Set problem —
Produce the listing below again, exactly as shown.

---------- Given information ----------

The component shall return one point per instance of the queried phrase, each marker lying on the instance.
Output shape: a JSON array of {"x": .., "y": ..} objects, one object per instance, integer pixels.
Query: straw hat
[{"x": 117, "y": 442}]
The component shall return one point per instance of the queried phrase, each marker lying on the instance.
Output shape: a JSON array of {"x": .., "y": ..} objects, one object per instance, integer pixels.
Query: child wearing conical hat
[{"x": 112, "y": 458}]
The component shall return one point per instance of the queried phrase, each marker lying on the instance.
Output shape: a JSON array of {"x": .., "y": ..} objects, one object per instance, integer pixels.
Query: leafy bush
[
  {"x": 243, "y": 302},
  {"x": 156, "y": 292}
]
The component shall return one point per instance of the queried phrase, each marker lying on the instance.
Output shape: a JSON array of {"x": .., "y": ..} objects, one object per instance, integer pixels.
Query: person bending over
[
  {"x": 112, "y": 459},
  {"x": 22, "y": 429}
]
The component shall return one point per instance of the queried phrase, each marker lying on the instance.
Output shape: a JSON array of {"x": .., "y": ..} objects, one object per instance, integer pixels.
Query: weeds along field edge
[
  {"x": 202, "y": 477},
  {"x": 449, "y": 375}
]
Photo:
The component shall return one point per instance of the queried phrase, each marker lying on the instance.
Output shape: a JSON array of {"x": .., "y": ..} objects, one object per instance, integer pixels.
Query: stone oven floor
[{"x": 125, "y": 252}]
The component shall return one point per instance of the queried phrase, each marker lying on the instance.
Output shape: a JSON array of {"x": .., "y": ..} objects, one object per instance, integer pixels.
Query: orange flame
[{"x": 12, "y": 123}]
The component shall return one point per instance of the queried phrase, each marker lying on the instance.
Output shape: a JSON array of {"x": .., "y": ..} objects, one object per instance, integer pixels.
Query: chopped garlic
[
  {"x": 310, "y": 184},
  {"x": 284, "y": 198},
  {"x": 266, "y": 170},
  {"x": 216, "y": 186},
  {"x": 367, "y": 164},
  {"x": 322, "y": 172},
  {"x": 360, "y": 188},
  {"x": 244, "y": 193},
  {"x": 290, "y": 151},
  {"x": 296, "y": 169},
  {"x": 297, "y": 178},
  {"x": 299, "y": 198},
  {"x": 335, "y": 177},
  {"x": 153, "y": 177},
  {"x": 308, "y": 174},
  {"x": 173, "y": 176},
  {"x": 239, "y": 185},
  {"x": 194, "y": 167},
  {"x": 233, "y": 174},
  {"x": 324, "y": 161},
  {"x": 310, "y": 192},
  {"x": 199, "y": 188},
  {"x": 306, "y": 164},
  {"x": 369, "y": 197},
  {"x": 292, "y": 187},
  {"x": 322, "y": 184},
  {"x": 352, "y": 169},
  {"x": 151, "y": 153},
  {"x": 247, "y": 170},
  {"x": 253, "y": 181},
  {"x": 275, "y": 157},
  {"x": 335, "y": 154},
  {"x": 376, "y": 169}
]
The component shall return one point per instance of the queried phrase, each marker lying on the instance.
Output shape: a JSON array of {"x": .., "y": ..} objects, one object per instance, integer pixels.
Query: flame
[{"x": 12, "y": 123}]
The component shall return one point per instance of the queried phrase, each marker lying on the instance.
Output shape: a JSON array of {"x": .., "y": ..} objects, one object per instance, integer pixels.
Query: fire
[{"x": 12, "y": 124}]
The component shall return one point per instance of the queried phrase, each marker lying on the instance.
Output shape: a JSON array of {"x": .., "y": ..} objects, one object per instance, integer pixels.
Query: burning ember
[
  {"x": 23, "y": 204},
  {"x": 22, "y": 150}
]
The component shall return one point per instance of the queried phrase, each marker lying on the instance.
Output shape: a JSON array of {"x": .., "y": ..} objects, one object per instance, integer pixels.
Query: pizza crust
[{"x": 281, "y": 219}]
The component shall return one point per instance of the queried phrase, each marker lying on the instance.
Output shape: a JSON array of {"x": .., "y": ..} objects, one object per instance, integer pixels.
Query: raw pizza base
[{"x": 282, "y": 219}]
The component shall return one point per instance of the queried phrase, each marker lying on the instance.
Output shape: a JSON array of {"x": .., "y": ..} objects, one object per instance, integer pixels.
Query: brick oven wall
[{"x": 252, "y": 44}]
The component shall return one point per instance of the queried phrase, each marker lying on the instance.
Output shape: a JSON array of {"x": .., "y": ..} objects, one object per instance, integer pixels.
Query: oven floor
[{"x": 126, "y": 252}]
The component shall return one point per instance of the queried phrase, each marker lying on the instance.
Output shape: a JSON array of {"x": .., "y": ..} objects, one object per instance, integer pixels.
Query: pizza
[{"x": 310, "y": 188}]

----------

Output for this task —
The component shall return one point per instance of the queried phrase, each marker lying on the instance.
Output shape: a JSON array of {"x": .., "y": ..} objects, one object per instance, integer pixels.
Query: straw hat
[{"x": 117, "y": 442}]
The component shall return one point per instance of the queried phrase, each marker lying on the instance.
Output shape: a JSON array of {"x": .., "y": ..} objects, one object per instance, integer pixels.
Query: child wearing conical hat
[{"x": 112, "y": 458}]
The component shall return one point per instance of the queried phrase, each marker lying on the instance.
Output shape: a JSON array of {"x": .., "y": ..} objects, one object per instance, integer pixels.
Query: leafy bush
[
  {"x": 243, "y": 302},
  {"x": 156, "y": 292}
]
The component shall return one point per instance of the queried phrase, each marker lying on the instance.
Output shape: a JSON array of {"x": .., "y": ..} objects, one object per instance, integer pixels.
Query: person bending over
[
  {"x": 112, "y": 459},
  {"x": 22, "y": 429}
]
The component shall return one point per instance of the queried phrase, each marker lying on the instance.
Output shape: a JSON array of {"x": .., "y": ..} objects, one object per instance, integer pixels.
Query: weeds along field edge
[
  {"x": 202, "y": 477},
  {"x": 449, "y": 375}
]
Photo:
The component shall return one point per instance of the queried phrase, each marker lying on the instance.
Output shape: a JSON array of {"x": .., "y": ..} objects, one object per instance, integer pixels.
Query: stone oven floor
[{"x": 125, "y": 252}]
The component shall return one point per instance of the queried phrase, each marker lying on the instance.
Output shape: a JSON array of {"x": .., "y": ..} objects, one object per instance, integer pixels.
Query: orange flame
[{"x": 12, "y": 123}]
The component shall return one point per instance of the queried phrase, each marker lying on the instance.
Output shape: a JSON array of {"x": .., "y": ..} objects, one object per instance, integer pixels.
Query: chopped garlic
[
  {"x": 310, "y": 184},
  {"x": 284, "y": 198},
  {"x": 266, "y": 170},
  {"x": 216, "y": 186},
  {"x": 367, "y": 164},
  {"x": 322, "y": 172},
  {"x": 360, "y": 188},
  {"x": 244, "y": 193},
  {"x": 290, "y": 151},
  {"x": 296, "y": 169},
  {"x": 297, "y": 178},
  {"x": 299, "y": 198},
  {"x": 335, "y": 177},
  {"x": 153, "y": 177},
  {"x": 308, "y": 174},
  {"x": 173, "y": 176},
  {"x": 239, "y": 185},
  {"x": 194, "y": 167},
  {"x": 233, "y": 174},
  {"x": 324, "y": 161},
  {"x": 310, "y": 192},
  {"x": 199, "y": 188},
  {"x": 306, "y": 164},
  {"x": 369, "y": 197},
  {"x": 292, "y": 187},
  {"x": 322, "y": 184},
  {"x": 352, "y": 169},
  {"x": 151, "y": 153},
  {"x": 247, "y": 170},
  {"x": 253, "y": 181},
  {"x": 275, "y": 157},
  {"x": 335, "y": 154},
  {"x": 376, "y": 169}
]
The component shall return one point per instance of the queried phrase, each marker lying on the instance.
Output shape: a JSON array of {"x": .., "y": ..} objects, one object per instance, integer pixels.
Query: flame
[{"x": 12, "y": 123}]
The component shall return one point per instance of the queried phrase, each marker lying on the instance.
Output shape: a JSON array of {"x": .., "y": ..} objects, one object per instance, integer pixels.
Query: fire
[{"x": 12, "y": 124}]
The component shall return one point per instance of the queried phrase, each marker lying on the instance.
Output shape: a JSON array of {"x": .., "y": ..} objects, one object per instance, integer pixels.
Query: burning ember
[
  {"x": 23, "y": 204},
  {"x": 22, "y": 150}
]
The component shall return one point per instance of the queried phrase, each marker lying on the instance.
Output shape: a JSON array of {"x": .., "y": ..} objects, one object per instance, integer pixels.
Query: pizza crust
[{"x": 281, "y": 219}]
The component shall return one point per instance of the queried phrase, each marker lying on the instance.
Output shape: a JSON array of {"x": .., "y": ..} objects, one object per instance, integer pixels.
Query: raw pizza base
[{"x": 282, "y": 219}]
The component shall return one point per instance of the queried phrase, each marker lying on the instance.
Output shape: a JSON array of {"x": .., "y": ..} objects, one object per instance, integer pixels.
Query: brick oven wall
[{"x": 252, "y": 44}]
The component shall return one point per instance of the queried phrase, each marker lying on the instance.
Output shape: a JSON array of {"x": .., "y": ..} objects, one object per instance, integer pixels.
Query: oven floor
[{"x": 126, "y": 252}]
The component shall return one point per instance of the queried phrase, each marker lying on the instance.
Output shape: a JSON array of {"x": .., "y": ..} objects, one object per instance, integer pixels.
Query: pizza
[{"x": 310, "y": 188}]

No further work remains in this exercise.